◆ PASSAGE GIVEN ◆
┌──

The report looks at the impact of reforms that have been championed by Education Secretary Arne Duncan and other well-known reformers, including Michelle Rhee, the former chancellor of D.C. Public Schools, and, in New York City, Joel Klein, the former chancellor of New York City Public Schools and Mayor Michael Bloomberg. It says:
The reforms deliver few benefits and in some cases harm the students they purport to help, while drawing attention and resources away from policies with real promise to address poverty-related barriers to school success…
The full study, titled “Market-oriented education reforms’ rhetoric trumps reality,” was conducted by Elaine Weiss and Don Long of the Broader, Bolder Approach to Education initiative, which was convened in 2008 by Economic Policy Institute President Larry Mishel in an effort to champion a well-rounded approach to education that goes beyond test-based accountability. It will be available here next week. The executive summary can be seen here now.

└──

◆ JOB 1 ◆
Pull out every line of the entries below that contains the string "locate". Case counts.

◆ STORED RECORDS ◆
┌──

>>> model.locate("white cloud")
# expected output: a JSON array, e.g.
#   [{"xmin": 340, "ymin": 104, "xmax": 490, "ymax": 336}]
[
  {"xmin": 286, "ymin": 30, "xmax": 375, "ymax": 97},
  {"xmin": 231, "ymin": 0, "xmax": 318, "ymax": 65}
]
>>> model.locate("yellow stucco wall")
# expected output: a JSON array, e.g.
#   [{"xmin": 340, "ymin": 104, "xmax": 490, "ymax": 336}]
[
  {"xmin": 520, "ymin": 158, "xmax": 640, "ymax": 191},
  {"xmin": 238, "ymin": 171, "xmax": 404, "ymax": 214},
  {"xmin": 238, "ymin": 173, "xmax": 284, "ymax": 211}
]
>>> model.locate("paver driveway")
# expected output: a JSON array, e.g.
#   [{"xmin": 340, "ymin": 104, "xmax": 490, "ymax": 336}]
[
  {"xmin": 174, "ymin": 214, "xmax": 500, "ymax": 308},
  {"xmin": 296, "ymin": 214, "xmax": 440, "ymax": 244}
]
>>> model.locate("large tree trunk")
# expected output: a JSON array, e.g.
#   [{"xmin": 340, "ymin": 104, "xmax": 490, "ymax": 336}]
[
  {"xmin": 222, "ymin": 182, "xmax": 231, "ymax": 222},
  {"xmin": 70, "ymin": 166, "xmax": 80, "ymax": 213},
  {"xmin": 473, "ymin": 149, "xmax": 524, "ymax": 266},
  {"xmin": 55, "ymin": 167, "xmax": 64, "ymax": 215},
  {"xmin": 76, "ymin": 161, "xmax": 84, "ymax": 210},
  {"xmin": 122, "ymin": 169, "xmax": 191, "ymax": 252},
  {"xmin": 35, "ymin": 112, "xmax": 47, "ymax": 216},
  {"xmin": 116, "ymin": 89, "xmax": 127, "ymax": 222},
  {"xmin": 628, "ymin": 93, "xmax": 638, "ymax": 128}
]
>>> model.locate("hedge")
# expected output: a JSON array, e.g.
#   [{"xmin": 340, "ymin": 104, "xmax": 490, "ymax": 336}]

└──

◆ JOB 2 ◆
According to the passage on education reforms, who conducted the full study?

◆ COMPLETE OUTPUT 1 ◆
>>> model.locate("white cloud")
>>> model.locate("yellow stucco wall")
>>> model.locate("paver driveway")
>>> model.locate("large tree trunk")
>>> model.locate("hedge")

◆ COMPLETE OUTPUT 2 ◆
Elaine Weiss and Don Long of the Broader, Bolder Approach to Education initiative.